> [TEXT]
# # #

Beef and Guinness Stew for St. Patrick’s Day

Beef and Guinness Stew is delicious for St. Patrick’s Day, and is even better if you make it a few days in advance, and let it sit in the fridge.

Beef and Guinness Stew

This is the receipt that led my husband and me to his unknown family in Dublin, a few years back.

My husband and I went to England, as he was touring and speaking there, and we popped over to Dublin for a few days to see if we could meet some of his family. His parents were both born and raised in Dublin.

It was a trip of a lifetime, as we got to meet aunts, uncles, and cousins that Paul had never met, and reconnect with a few that he had.

The receipt, however, is how we found his Dad’s side of the family. It was un-decipherable here, until the concierge was able to help us. We looked up the address, got on a bus to Kimage, and the adventure began.

# # #

[Records from a data source]
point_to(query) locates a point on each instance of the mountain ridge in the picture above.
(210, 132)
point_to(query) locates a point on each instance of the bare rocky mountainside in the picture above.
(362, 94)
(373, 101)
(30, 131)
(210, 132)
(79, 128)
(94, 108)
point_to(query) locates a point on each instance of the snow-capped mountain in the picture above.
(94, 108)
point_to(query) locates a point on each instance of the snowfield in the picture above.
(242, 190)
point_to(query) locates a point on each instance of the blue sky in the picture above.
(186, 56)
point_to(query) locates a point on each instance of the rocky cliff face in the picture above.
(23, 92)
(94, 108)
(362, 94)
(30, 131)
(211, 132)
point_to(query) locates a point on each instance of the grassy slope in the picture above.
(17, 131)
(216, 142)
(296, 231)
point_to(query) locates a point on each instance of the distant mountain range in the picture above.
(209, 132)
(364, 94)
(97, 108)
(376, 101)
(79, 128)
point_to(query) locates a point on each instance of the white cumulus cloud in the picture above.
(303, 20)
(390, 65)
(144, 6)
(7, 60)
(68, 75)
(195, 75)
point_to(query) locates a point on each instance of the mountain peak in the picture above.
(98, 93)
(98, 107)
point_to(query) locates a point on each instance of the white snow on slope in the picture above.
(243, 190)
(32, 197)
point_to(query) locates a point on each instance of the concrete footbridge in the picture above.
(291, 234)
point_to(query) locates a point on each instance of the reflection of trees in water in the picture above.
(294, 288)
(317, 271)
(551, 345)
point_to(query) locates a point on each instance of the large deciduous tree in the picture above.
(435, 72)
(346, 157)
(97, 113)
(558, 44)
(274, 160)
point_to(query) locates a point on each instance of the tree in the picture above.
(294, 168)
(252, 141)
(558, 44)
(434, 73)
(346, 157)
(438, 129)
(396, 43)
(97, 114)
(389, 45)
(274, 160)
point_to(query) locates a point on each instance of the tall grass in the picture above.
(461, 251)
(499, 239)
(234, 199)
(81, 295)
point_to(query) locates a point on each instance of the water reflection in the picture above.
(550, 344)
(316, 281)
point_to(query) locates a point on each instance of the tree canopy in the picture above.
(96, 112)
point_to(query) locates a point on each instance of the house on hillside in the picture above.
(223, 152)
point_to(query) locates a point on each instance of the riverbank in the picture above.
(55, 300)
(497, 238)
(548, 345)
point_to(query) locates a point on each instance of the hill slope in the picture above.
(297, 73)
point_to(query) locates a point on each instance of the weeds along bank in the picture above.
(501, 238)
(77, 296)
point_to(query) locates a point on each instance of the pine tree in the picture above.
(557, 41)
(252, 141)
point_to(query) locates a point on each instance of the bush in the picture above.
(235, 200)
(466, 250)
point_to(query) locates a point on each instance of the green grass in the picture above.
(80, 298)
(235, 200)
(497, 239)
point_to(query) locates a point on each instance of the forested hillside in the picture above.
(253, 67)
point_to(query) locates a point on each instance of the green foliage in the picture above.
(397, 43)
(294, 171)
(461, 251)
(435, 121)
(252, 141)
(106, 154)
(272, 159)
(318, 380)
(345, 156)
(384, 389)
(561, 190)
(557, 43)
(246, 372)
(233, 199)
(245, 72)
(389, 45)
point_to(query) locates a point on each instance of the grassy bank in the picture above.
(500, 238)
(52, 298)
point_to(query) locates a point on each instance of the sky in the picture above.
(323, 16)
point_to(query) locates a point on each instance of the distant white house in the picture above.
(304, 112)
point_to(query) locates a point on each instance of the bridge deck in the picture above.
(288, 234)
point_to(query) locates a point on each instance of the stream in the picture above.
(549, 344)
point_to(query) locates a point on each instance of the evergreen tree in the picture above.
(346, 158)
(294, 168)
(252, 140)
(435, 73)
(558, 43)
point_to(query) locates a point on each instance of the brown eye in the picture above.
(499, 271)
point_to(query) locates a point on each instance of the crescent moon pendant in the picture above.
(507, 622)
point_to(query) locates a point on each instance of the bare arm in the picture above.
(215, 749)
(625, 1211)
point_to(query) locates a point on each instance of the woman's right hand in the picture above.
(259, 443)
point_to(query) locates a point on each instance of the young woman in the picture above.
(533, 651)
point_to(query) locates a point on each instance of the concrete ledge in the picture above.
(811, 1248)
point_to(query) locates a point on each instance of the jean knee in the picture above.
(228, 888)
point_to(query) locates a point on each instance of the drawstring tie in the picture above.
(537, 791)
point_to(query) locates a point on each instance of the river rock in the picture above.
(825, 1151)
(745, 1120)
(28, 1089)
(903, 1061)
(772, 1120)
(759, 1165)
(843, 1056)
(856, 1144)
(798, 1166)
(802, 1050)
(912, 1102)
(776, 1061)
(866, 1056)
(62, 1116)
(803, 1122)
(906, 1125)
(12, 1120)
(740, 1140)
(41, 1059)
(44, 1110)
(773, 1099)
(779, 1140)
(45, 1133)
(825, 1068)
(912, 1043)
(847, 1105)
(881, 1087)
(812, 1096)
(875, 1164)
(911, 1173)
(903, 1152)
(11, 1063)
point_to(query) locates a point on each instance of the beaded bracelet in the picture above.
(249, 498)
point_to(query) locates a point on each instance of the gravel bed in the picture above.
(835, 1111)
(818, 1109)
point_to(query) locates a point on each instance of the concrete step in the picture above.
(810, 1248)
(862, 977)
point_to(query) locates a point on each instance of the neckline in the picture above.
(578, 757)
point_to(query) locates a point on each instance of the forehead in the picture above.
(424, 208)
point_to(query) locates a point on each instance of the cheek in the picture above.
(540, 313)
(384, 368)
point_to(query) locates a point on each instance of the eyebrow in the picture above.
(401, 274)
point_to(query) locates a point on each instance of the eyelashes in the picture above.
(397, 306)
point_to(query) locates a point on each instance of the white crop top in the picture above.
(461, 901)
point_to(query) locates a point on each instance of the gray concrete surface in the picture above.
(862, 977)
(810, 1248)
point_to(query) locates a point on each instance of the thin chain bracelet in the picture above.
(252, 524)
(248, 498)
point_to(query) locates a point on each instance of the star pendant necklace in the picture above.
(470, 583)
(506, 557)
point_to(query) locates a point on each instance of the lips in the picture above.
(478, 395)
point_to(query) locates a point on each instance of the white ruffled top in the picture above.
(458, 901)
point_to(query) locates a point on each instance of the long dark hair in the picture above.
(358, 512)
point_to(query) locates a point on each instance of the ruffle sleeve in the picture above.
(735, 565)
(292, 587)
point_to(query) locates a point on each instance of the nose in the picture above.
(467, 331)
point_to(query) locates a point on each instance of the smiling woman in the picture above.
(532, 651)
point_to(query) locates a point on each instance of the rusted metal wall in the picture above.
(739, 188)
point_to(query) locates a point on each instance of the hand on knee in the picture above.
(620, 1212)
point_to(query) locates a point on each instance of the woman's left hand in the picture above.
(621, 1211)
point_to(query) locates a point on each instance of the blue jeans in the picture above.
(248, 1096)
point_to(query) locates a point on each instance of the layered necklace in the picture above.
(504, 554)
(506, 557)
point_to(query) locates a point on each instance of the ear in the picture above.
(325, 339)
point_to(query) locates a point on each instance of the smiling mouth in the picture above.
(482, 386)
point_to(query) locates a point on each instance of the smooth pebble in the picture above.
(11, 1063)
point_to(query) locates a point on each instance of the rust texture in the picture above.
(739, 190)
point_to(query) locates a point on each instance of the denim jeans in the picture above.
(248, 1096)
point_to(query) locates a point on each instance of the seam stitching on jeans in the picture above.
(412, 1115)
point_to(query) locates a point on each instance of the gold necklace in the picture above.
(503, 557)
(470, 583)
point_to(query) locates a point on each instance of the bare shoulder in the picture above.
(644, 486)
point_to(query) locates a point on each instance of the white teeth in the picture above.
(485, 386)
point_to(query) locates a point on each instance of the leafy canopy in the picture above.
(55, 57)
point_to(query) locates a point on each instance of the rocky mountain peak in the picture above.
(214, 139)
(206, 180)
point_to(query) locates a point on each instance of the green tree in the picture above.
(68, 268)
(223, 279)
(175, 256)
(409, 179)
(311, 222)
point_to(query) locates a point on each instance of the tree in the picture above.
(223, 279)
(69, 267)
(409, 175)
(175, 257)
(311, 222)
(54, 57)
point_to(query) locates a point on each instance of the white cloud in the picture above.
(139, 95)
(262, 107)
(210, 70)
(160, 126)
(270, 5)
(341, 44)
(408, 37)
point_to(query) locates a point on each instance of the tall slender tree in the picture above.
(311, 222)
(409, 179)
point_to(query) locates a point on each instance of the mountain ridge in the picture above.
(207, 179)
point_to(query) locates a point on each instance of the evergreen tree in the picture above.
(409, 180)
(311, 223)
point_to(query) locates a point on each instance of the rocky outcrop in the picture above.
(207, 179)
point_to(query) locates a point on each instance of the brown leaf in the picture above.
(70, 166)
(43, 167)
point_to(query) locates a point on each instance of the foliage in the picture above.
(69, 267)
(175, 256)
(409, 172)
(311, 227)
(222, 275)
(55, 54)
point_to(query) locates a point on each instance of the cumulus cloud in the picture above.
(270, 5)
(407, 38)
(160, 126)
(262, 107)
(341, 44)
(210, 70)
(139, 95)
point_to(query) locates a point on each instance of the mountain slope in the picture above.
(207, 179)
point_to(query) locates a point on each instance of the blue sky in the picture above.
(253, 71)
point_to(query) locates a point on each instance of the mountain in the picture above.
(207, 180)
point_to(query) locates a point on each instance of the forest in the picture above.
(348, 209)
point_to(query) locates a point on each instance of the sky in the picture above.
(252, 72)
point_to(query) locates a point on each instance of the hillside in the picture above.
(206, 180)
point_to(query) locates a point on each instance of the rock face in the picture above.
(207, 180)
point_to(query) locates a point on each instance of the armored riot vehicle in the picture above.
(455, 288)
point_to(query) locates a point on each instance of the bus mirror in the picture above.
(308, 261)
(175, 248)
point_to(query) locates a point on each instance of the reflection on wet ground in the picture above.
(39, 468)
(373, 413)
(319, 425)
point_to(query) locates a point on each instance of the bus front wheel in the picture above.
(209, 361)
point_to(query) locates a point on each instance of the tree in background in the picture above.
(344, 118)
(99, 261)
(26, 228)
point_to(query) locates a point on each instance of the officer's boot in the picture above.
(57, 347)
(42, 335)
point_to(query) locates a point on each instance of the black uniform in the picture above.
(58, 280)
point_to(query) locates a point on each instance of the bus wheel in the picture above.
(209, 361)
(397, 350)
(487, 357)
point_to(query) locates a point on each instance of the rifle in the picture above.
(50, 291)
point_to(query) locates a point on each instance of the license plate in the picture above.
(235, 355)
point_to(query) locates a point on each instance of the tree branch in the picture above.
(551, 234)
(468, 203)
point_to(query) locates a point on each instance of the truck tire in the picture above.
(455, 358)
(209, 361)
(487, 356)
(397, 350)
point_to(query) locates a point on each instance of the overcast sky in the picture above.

# # #

> [REQUIREMENT 1]
Answer these questions using the piece on Beef and Guinness Stew:
(a) Under what conditions is the stew said to be even better?
(b) Where were Paul's parents born and raised?
(c) Who was able to help with the receipt that had been un-decipherable?
> [REQUIREMENT 2] Summarize the piece on Beef and Guinness Stew in two sentences.
> [REQUIREMENT 3] Carry on the account in the piece on Beef and Guinness Stew, picking up after its final sentence.
None of this material is needed.

> [RESPONSE 1]
(a) It is even better if made a few days in advance and left to sit in the fridge.
(b) Both were born and raised in Dublin.
(c) The concierge.

> [RESPONSE 2] Beef and Guinness Stew is presented as a dish for St. Patrick's Day that improves when made a few days ahead and kept in the fridge. Its receipt led the writer and Paul, during a side trip to Dublin from England, to his father's side of the family, after a concierge helped them decipher it and they took a bus to the address.

> [RESPONSE 3]
I could write many posts on our fabulous time in Ireland, but today I’m sharing a fantastic recipe that I just pulled out of an old Irish cookbook I’ve had laying around, Irish Traditional Cooking by Darina Allen. If you’re entertaining this week, or just want something deliciously different for your family – make the following recipe, with this secret ingredient!

The pages fell open to the Beef and Guinness Stew, and as the Irish would say:

The believer is happy, the doubter is wise. -Irish Proverb

Which to me meant – MAKE THIS RECIPE! :) I didn’t doubt it for a second. :) It’s even better if you make it a few days in advance, and let it sit in the fridge. The book calls it a “wonderful gutsy stew.”

Beef and Guinness Stew.

Gather the ingredients.

Tenderize the meat. I always use either parchment paper or plastic wrap so I don’t get spattered!

If you don’t have a good food processor, it’s really the secret to QUICK meals, when you use a lot of veggies and herbs. Mine is from KitchenAid.

The flavor comes from the sweet carrots and onions. So get chopping away!

Pull out your favorite cookware.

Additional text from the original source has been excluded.